- Extrait fourni:
↓↓↓

SOURCE : Arrêt de la Chambre sociale de la Cour de Cassation du 26 février 2020, numéro 18-10.017 (FS-P+B)
Une salariée engagée le 15 décembre 1986 en qualité de secrétaire commerciale, exerçant ses fonctions à temps partiel depuis le 1er janvier 2002, a été placée en arrêt maladie à compter du 18 janvier 2012, arrêt prorogé à plusieurs reprises.
Son employeur ayant appris qu’elle exerçait une autre activité professionnelle pendant son arrêt, il a sollicité la désignation d’un Huissier de Justice afin de constater cette situation.
L’Huissier de justice a effectué un constat le 6 juin 2012 à 16 heures. Aux termes du procès-verbal dressé par l’Huissier de Justice, il s’est avéré que la salariée tenait une boutique située dans PARIS, boutique de vente de cadeaux et de bibelots au sein de laquelle elle était seule à accueillir les clients et exposants et utilisait l’ordinateur de la boutique, ce qui ne laissait subsister aucun doute quant à l’exercice d’une activité réelle et régulière au sein de cette société.

↑↑↑

- Données disponibles:
↓↓↓

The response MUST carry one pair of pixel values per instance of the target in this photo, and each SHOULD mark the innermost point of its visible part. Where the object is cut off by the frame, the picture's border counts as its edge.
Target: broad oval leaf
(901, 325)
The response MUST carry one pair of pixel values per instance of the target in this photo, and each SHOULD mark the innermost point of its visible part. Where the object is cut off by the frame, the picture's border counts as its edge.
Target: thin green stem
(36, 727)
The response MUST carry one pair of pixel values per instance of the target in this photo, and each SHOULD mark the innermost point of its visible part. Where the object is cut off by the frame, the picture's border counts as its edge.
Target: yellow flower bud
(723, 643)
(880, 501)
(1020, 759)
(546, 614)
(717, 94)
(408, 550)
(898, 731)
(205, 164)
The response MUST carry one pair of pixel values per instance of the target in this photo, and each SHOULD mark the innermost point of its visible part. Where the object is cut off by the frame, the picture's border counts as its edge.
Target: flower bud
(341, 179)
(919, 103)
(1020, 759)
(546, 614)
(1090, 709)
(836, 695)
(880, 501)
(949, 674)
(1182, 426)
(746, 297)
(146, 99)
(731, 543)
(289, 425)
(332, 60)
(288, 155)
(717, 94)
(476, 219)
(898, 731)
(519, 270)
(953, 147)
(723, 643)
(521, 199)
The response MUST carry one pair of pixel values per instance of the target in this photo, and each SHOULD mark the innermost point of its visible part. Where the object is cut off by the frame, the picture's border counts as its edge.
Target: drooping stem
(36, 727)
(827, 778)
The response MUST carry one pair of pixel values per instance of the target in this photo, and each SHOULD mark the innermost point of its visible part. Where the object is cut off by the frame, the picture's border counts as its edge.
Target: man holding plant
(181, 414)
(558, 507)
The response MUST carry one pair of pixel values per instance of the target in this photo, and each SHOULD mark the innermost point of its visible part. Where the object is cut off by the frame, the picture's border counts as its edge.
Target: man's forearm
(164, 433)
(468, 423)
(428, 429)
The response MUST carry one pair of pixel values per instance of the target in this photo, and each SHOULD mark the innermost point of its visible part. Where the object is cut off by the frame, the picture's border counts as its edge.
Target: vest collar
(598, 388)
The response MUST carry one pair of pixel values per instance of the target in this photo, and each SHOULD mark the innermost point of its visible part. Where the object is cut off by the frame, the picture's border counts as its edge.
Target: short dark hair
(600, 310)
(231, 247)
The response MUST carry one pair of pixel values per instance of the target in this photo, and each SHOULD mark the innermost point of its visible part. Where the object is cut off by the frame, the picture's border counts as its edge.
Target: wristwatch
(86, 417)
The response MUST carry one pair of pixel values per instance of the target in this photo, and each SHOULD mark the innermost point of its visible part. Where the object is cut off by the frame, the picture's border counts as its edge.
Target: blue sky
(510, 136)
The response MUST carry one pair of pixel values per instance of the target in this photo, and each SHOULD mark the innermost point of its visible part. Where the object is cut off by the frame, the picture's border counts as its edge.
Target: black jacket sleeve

↑↑↑

- Tâches à réaliser:
A – Dans l'extrait fourni, réécrivez le passage allant de « Son employeur ayant » jusqu'à « constater cette situation. » en remplaçant « pendant » par « durant ».
B – D'après l'extrait fourni, quel jour et à quelle heure l'huissier de justice a-t-il effectué son constat ?

- Tâches résolues:
A –
Son employeur ayant appris qu’elle exerçait une autre activité professionnelle durant son arrêt, il a sollicité la désignation d’un Huissier de Justice afin de constater cette situation.

B – Le 6 juin 2012 à 16 heures.